**Exercise instructions**
Copy verbatim the passage of the guitar bridge forum thread starting at "Yep, but I wanted" and ending at "(Nov 21, 2016)".

**Extract**
───

It was the f*cking string indeed; switched to a .52 (I hope I can fit a .56 without having the same problem)

EDIT: I changed the bolt that that keeps the pad locked and it seems to be vanished.


----------



## odibrom (Nov 19, 2016)

You needed a new/longer bolt...


----------



## TheTrooper (Nov 20, 2016)

odibrom said:


> You needed a new/longer bolt...



The bolt was a stainless steel one like all the others, No damage to it or anything (in fact I couldn't distinguish it from a new/never installed one); same lenght, same material, same everything.

I just changed it with another one and it's all good now 

I don't think longer bolt are made anyway, I think they are all made from the same blueprint (from Floyd Rose/Schaller).


----------



## odibrom (Nov 20, 2016)

Well, it's working, right?


----------



## TheTrooper (Nov 20, 2016)

odibrom said:


> Well, it's working, right?



Yep, but I wanted to know what caused it exactly.

I'm pretty sure the thickness of the string had something to do with it, even if it's so damn strange.

I emailed Floyd Rose to know about it more, when (and if) they answer, I will post here, in case of anybody else having the same issue.


----------



## odibrom (Nov 21, 2016)

Could you have missplaced those pads? Don't know if they are all alike or if there is some difference, Have you checked that out? If one Pad is thicker than other, it could be an obstacle for the screw/bolt to lock properly...

───

**Recorded data**
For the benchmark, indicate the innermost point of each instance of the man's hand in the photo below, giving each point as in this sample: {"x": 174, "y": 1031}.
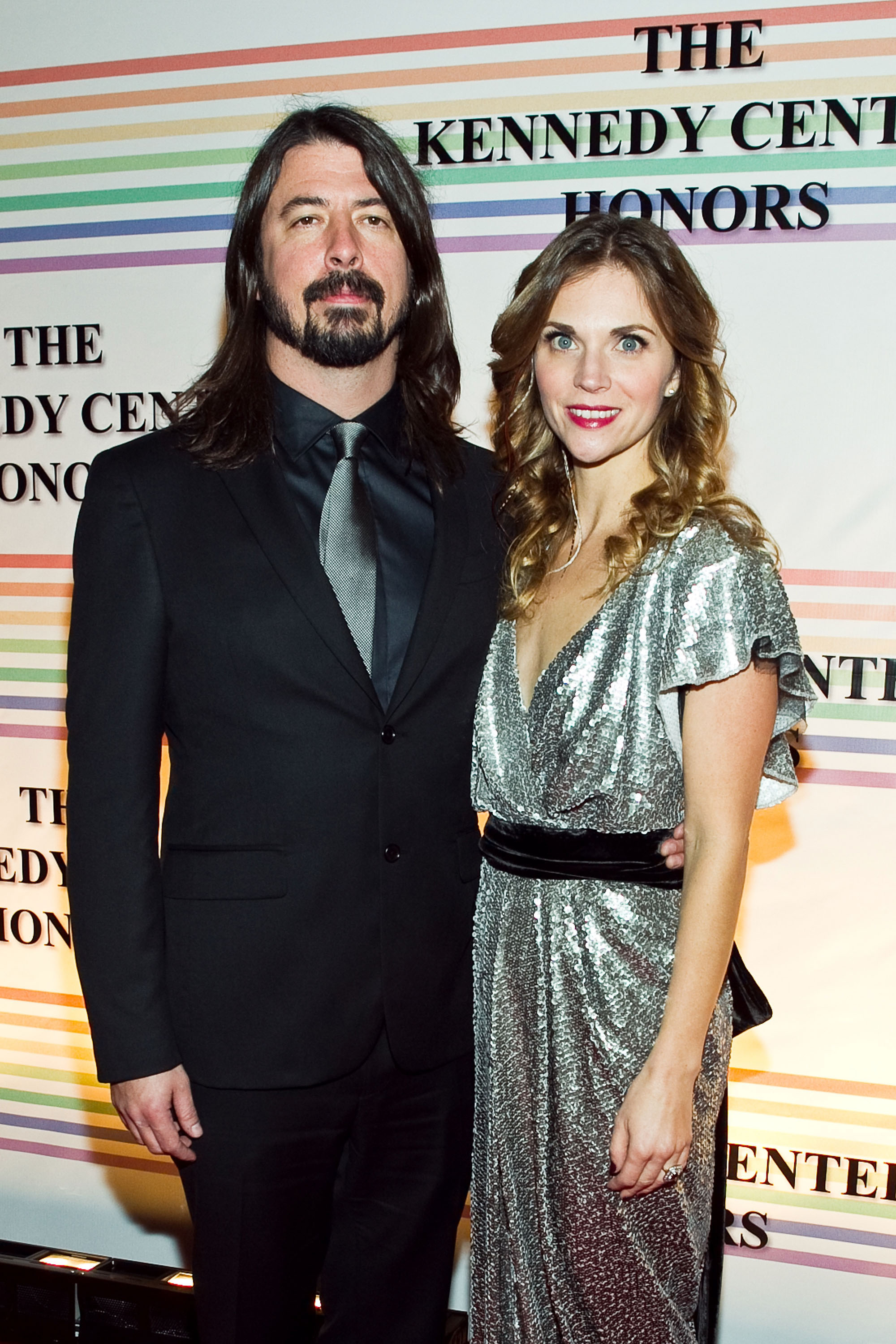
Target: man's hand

───

**Worked answer**
Yep, but I wanted to know what caused it exactly.

I'm pretty sure the thickness of the string had something to do with it, even if it's so damn strange.

I emailed Floyd Rose to know about it more, when (and if) they answer, I will post here, in case of anybody else having the same issue.


----------



## odibrom (Nov 21, 2016)